* Requirement
Extract the line that contains "Exercise. Pick out the manhole" and every line after it to the end of the records below, exactly as written and nothing else.

______________________________

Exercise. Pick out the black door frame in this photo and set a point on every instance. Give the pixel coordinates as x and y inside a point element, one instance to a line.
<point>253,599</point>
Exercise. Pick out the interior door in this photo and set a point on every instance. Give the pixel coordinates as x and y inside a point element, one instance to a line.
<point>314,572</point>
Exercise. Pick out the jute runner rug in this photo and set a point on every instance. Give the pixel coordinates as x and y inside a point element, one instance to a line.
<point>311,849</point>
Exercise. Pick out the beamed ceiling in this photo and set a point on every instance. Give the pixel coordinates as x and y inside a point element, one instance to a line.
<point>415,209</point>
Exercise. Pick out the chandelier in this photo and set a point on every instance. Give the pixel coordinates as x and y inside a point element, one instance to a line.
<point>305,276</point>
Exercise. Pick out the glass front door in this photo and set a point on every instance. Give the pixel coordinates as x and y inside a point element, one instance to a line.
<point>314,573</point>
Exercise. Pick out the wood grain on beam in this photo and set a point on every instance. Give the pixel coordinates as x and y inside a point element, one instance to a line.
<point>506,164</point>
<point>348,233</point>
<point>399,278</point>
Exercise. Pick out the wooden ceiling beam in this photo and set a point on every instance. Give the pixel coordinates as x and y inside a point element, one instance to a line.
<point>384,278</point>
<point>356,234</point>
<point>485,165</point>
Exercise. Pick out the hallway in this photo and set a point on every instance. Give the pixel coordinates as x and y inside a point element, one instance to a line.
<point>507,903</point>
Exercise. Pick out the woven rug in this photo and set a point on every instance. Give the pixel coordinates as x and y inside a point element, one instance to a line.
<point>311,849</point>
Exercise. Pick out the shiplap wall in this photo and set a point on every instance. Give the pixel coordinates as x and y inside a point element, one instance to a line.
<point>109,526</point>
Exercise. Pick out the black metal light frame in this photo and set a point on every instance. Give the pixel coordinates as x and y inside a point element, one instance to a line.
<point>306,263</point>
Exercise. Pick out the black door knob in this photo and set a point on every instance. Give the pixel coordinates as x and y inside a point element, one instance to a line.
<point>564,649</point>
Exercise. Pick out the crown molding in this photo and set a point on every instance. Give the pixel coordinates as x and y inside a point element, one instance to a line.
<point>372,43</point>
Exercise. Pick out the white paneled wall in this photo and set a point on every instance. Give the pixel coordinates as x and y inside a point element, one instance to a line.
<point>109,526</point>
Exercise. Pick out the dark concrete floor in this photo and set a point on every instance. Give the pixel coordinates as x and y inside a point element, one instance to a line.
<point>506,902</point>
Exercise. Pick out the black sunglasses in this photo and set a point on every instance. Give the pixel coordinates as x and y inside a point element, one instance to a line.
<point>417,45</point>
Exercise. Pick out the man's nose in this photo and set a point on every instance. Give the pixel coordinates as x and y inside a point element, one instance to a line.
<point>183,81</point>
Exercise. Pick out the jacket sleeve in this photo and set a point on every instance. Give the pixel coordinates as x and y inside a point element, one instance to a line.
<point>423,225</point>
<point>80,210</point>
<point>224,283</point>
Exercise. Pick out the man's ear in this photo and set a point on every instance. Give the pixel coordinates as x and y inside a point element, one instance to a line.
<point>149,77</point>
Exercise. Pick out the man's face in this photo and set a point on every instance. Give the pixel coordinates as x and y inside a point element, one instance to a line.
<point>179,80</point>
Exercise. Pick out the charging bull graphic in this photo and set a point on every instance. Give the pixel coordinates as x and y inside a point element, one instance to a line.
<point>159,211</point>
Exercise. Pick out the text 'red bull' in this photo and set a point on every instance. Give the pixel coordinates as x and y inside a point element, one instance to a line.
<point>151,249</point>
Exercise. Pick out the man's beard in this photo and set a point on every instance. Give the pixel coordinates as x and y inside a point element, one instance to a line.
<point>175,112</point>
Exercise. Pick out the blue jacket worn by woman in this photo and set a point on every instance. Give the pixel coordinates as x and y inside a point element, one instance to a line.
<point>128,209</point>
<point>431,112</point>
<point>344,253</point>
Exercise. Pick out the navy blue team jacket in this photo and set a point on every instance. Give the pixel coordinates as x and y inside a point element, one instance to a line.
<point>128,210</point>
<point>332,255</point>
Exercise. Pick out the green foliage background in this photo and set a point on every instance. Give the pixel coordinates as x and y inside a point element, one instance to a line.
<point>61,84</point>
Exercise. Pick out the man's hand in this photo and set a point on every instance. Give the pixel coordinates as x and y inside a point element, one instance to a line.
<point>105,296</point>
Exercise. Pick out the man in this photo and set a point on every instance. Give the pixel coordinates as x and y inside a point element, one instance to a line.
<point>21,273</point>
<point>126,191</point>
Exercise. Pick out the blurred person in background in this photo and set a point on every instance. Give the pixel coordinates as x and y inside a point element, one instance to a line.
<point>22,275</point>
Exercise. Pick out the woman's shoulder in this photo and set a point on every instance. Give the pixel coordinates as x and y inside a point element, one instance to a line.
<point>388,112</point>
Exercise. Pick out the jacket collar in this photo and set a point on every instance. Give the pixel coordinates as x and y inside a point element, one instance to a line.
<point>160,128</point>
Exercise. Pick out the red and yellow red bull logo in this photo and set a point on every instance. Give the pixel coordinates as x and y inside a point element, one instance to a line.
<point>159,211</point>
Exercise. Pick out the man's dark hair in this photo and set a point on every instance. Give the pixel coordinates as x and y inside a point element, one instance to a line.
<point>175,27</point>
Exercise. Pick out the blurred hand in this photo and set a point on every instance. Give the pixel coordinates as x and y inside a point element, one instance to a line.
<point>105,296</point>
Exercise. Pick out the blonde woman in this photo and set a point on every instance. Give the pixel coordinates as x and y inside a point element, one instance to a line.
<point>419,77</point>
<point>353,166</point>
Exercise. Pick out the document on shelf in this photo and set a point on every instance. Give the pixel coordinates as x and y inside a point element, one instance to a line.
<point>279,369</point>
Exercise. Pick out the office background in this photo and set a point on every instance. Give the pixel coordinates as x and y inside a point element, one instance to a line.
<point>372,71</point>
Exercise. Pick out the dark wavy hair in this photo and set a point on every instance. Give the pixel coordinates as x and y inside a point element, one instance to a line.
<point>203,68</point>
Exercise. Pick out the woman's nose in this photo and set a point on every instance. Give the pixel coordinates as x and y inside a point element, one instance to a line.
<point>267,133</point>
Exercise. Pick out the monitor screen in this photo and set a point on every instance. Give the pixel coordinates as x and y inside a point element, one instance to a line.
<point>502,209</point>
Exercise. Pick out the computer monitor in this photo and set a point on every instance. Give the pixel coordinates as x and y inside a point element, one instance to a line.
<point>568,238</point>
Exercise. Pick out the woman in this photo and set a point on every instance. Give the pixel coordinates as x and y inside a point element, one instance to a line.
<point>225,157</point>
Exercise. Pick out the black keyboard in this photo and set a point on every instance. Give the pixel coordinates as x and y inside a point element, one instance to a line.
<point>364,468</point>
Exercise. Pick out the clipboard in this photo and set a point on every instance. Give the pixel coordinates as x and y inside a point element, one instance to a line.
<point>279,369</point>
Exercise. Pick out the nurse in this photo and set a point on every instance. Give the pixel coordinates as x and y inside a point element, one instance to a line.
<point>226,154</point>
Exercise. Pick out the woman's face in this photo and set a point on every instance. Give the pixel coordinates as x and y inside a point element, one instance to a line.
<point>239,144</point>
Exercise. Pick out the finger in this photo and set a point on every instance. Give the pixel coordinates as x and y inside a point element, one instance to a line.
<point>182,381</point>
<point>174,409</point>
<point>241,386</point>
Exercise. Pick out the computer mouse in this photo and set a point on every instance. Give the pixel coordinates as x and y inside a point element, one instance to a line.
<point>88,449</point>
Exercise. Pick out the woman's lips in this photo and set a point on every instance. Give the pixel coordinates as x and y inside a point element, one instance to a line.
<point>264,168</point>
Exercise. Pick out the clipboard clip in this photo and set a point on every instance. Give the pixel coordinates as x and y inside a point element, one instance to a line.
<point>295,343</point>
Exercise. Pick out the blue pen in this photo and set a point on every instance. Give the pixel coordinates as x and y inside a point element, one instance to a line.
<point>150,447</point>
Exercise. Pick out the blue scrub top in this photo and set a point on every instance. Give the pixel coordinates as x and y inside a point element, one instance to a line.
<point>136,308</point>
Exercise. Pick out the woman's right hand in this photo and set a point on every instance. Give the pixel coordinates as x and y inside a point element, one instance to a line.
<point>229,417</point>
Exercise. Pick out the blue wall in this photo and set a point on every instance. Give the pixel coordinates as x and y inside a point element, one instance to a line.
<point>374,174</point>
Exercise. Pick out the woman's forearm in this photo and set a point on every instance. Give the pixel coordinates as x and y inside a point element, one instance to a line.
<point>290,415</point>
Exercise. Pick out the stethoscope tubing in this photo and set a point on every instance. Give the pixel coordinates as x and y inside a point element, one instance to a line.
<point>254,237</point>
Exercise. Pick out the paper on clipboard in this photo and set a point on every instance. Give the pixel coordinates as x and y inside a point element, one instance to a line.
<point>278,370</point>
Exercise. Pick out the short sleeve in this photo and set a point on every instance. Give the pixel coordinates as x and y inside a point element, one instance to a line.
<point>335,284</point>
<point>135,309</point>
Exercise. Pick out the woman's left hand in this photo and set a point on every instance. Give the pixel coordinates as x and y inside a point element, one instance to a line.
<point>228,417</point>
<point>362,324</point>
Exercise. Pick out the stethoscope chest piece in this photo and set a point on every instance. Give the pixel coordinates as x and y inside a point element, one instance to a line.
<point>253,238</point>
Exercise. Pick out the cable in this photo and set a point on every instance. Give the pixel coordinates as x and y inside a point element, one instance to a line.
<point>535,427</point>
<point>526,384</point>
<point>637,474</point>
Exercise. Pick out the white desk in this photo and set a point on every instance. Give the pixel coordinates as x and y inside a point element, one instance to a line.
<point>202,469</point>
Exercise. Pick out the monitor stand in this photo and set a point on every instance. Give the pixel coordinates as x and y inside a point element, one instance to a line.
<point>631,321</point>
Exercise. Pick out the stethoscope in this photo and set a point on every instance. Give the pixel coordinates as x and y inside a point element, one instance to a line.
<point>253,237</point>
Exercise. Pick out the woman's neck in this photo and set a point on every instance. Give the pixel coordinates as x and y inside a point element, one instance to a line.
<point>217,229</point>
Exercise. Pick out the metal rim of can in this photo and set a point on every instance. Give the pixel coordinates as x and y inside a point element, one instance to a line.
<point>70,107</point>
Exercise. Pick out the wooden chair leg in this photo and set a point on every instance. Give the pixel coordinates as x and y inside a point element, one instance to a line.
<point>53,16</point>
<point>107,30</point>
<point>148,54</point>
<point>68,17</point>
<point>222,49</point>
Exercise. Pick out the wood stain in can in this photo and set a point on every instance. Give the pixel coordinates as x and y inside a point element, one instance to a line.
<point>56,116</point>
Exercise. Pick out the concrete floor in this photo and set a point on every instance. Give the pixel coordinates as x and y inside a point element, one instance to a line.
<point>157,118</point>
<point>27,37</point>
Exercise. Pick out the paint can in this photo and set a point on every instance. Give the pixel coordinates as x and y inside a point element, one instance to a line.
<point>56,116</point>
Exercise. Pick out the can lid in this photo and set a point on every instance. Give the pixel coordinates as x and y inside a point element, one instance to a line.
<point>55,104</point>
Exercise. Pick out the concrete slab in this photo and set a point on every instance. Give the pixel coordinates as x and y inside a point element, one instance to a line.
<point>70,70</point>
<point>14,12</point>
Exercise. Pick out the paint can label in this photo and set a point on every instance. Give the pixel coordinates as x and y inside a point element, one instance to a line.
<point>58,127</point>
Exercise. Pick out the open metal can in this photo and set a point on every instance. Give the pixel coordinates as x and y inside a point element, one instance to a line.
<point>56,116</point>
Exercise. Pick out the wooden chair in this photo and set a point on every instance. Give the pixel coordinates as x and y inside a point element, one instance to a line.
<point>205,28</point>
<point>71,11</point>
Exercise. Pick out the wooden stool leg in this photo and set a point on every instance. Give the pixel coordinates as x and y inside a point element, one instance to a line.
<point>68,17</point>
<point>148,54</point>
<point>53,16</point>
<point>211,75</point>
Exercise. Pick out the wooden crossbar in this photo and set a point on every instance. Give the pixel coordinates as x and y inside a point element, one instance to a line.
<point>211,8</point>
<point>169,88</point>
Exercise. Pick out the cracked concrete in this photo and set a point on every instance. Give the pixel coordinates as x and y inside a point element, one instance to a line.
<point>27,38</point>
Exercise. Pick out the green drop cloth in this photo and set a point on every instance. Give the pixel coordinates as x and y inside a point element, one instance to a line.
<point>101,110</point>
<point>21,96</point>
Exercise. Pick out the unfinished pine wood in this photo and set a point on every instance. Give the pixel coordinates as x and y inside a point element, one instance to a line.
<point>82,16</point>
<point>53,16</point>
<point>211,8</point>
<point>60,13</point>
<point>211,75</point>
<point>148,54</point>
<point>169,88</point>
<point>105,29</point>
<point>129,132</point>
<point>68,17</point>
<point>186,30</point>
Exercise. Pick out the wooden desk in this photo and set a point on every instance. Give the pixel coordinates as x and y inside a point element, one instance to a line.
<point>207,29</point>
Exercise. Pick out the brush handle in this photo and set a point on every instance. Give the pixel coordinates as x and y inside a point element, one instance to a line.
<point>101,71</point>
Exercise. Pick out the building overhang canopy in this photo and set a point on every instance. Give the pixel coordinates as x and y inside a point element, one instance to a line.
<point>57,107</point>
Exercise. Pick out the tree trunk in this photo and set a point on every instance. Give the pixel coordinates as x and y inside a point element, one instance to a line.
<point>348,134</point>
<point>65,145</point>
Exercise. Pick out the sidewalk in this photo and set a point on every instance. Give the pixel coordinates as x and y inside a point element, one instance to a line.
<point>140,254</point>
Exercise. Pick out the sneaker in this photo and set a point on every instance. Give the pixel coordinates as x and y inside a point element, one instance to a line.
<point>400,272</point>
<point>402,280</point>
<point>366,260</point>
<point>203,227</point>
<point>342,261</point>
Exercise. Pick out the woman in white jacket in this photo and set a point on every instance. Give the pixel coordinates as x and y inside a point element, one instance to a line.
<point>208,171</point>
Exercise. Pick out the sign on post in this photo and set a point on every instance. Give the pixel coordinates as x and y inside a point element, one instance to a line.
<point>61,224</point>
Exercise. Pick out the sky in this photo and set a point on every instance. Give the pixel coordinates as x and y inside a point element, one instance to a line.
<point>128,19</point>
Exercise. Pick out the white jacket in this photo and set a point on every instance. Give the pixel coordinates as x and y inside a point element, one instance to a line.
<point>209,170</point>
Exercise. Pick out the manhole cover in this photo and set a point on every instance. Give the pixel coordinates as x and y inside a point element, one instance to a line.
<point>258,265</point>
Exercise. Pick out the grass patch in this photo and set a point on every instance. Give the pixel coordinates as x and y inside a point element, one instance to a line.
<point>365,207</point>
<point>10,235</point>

______________________________

* Answer area
Exercise. Pick out the manhole cover in this photo and set a point on every instance. Give the pixel coordinates as x and y inside a point element, one instance to a line.
<point>258,265</point>
Exercise. Pick out the grass patch in this photo and set a point on every instance. Give the pixel coordinates as x and y inside a point element, one instance to a line.
<point>365,207</point>
<point>10,235</point>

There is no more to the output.